In assessing capital adequacy and earnings prospects, particular 
attention will be paid to the adequacy of the allowance for loan and 
lease losses. In evaluating management, the FDIC will rely to a great 
extent on the supervisory histories of the institutions involved and of 
the executive officers and directors that are proposed for the 
resultant institution. In addition, the FDIC may review the adequacy of 
management's disclosure to shareholders of the material aspects of the 
merger transaction to ensure that management has properly fulfilled its 
fiduciary duties.

Convenience and Needs Factor

    In assessing the convenience and needs of the community to be 
served, the FDIC will consider such elements as the extent to which the 
proposed merger transaction is likely to benefit the general public 
through higher lending limits, new or expanded services, reduced 
prices, increased convenience in utilizing the services and facilities 
of the resulting institution, or other means. The FDIC, as required by 
the Community Reinvestment Act, will also note and consider each 
institution's Community Reinvestment Act performance evaluation record. 
An unsatisfactory record may form the basis for denial or conditional 
approval of an application.

IV. Related Considerations

    1. Interstate bank merger transactions. Where a proposed 
transaction is an interstate merger transaction between insured banks, 
the FDIC will consider the additional factors provided for in section 
44 of the Federal Deposit Insurance Act, 12 U.S.C. 1831u.

····················

**AIM 1**
According to the FDIC merger passage, why may the FDIC review management's disclosure to shareholders about the merger transaction? Answer in one to three sentences.
**AIM 2**
In the FDIC merger passage, which statutory provision supplies the additional factors the FDIC considers for an interstate merger transaction between insured banks?

[Collection entries]
····················

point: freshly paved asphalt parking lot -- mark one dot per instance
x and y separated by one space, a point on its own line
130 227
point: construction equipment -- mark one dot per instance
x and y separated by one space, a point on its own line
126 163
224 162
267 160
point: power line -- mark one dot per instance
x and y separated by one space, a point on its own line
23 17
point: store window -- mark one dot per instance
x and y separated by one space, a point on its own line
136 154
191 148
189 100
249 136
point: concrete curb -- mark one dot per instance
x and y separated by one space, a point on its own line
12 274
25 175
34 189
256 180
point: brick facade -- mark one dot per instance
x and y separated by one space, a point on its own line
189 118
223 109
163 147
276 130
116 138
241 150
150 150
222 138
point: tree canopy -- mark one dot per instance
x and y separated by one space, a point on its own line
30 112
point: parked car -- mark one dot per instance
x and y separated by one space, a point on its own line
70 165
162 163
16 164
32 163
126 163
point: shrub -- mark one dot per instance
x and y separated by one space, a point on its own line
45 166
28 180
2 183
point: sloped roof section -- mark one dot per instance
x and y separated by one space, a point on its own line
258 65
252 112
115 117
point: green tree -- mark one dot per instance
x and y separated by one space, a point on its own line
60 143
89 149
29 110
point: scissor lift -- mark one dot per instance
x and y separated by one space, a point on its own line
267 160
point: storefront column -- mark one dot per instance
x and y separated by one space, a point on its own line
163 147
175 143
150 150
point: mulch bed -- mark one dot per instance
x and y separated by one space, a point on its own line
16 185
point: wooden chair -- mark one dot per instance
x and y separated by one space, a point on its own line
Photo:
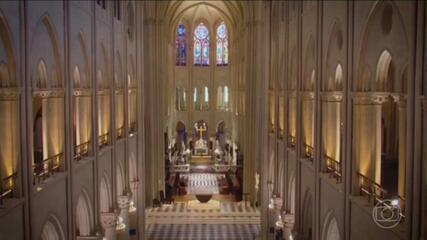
165 200
156 203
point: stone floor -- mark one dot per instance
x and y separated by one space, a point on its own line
184 220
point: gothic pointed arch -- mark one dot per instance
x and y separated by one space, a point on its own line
383 29
105 194
52 229
181 44
330 229
201 43
334 58
222 45
86 79
45 46
8 64
84 215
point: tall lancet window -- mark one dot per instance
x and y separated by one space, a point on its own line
226 98
181 45
221 45
201 45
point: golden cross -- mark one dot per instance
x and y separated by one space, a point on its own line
201 130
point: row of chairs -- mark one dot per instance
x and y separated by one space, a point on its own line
163 200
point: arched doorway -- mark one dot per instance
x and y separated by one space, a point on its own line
291 196
84 219
52 230
307 216
38 140
181 136
200 130
330 230
104 195
220 135
120 180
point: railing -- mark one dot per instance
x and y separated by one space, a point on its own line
120 132
103 139
333 167
402 204
81 150
7 185
308 152
292 141
370 188
132 127
46 168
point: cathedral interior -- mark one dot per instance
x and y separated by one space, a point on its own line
219 120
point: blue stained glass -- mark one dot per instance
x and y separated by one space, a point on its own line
181 46
201 45
221 45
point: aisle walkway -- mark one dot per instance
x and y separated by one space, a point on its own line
190 221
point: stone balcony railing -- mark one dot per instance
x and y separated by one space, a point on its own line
7 187
81 150
333 167
46 168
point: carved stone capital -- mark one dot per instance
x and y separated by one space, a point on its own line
424 103
51 93
292 94
278 203
307 96
369 98
9 94
400 100
108 220
123 201
134 184
82 92
103 92
289 220
120 91
331 96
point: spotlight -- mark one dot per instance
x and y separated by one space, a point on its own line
395 202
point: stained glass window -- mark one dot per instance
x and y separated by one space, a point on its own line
201 45
181 45
221 45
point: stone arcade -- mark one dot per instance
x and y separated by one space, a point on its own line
125 119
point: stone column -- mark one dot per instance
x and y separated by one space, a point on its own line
123 203
401 114
109 222
331 126
288 225
367 135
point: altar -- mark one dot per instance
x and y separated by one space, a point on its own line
201 146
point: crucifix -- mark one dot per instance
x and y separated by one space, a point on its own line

····················

**TASK OUTPUT 1**
The FDIC may review whether management adequately disclosed the material aspects of the merger transaction to shareholders. The purpose is to ensure that management has properly fulfilled its fiduciary duties.

**TASK OUTPUT 2**
Section 44 of the Federal Deposit Insurance Act, 12 U.S.C. 1831u.